[Data listing]
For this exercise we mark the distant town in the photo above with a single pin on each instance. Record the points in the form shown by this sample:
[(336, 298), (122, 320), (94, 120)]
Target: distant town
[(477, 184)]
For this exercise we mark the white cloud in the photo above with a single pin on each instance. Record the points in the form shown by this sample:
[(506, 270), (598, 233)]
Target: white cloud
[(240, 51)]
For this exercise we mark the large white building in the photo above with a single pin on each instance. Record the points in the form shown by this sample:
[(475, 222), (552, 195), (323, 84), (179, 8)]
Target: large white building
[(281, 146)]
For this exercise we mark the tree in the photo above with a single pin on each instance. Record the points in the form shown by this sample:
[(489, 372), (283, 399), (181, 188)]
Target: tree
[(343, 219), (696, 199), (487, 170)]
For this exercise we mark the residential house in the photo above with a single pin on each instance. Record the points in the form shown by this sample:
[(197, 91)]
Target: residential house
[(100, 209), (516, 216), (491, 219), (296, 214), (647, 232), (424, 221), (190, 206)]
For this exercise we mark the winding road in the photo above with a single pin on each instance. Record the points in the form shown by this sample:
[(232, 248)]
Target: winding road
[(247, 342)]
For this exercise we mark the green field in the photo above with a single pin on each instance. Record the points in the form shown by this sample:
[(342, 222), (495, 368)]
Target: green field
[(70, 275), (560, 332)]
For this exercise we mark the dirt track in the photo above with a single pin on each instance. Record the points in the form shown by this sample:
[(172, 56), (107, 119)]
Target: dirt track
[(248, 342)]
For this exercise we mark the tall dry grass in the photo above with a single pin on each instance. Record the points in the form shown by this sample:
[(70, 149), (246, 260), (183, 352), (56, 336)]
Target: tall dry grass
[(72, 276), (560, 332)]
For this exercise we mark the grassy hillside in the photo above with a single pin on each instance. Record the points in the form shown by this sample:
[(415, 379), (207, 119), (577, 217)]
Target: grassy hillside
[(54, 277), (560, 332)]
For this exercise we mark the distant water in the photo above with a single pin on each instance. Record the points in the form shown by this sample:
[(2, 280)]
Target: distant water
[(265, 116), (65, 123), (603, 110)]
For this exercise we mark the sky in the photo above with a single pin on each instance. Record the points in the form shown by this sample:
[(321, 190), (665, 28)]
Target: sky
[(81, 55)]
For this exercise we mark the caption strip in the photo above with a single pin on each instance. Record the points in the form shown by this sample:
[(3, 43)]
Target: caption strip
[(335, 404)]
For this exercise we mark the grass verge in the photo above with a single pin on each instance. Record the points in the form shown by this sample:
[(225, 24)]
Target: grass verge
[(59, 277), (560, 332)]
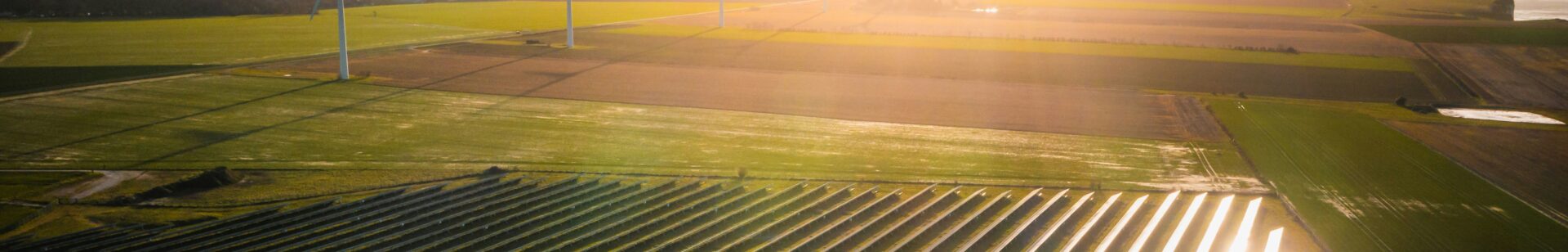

- Instruction: Write out every line of the material above word for word, without the picture.

- Exercise solution:
For this exercise we mark the distant town in the photo above with a single pin on each instance. Record the points in the form shown by this sample:
[(336, 298), (122, 320), (94, 120)]
Target: distant town
[(477, 184)]
For this exercise we mark the white cloud in the photo above with a single pin on each instance. Record the points in the form shown by this sample:
[(506, 270), (598, 233)]
Target: white cloud
[(240, 51)]
For this exercise we mark the large white building in the photo above with a single pin on each instance. Record the points in the form shown by this sample:
[(475, 222), (552, 195), (323, 84), (179, 8)]
Target: large white building
[(281, 146)]
For this exercise we mark the tree in the photo above with a single pin on each instance. Record the points in the form shown by this sample:
[(489, 372), (283, 399), (181, 188)]
Target: tree
[(343, 219), (696, 199), (487, 170)]
For this exercise we mark the residential house in the photo above with a single pin on each instance. Record the points in the form shown by this sample:
[(197, 91)]
Target: residential house
[(100, 209), (516, 216), (491, 219), (296, 214), (647, 232), (424, 221), (190, 206)]
For this exercise we mark the winding road in the photo above with a single pin on each instance. Record the points in the form shown by this sample:
[(232, 248)]
Target: winding road
[(247, 342)]
For this exercise we mark the green field in the photo above with a single pin on each instance. Record the points in the form shown by this sample:
[(342, 222), (495, 368)]
Target: green field
[(70, 275), (560, 332)]
For this exercise we mark the dirt track in the photo above with a single pin on each instance. Record the points in the form shown by this sample:
[(172, 56), (107, 119)]
Target: dirt track
[(248, 342)]
For this exercise we mark the tall dry grass in the photo above with a single pin on each instance. Record the points in the form shown by this sample:
[(70, 149), (246, 260), (183, 352), (56, 336)]
Target: tall dry grass
[(72, 276), (560, 332)]
For this exercise we mark the grassy hillside in the photo above with a single pin on each instance. Record the points in the form shown by this sample:
[(415, 379), (207, 119), (577, 217)]
Target: grassy hillside
[(54, 277), (560, 332)]
For this exercise we mark the distant water in the photo above with a single pin on each instance. Record the points in the form shown by this sample:
[(2, 280)]
Target: distant water
[(265, 116), (65, 123), (603, 110)]
For this exercise we mark the sky in the photo above with a single pin on each instance. Record the points in the form shown by this sample:
[(321, 190), (665, 28)]
Target: sky
[(81, 55)]
For this exercise we mark the caption strip in the photo above with a single pin on each instance. Record the points in the form shown by this sample:
[(3, 43)]
Target: caption strip
[(335, 404)]
For this exercise we mark the grass verge in the photo above with a single pin on each instance. Record the points in the form shown by this sample:
[(225, 24)]
Target: grass verge
[(59, 277), (560, 332)]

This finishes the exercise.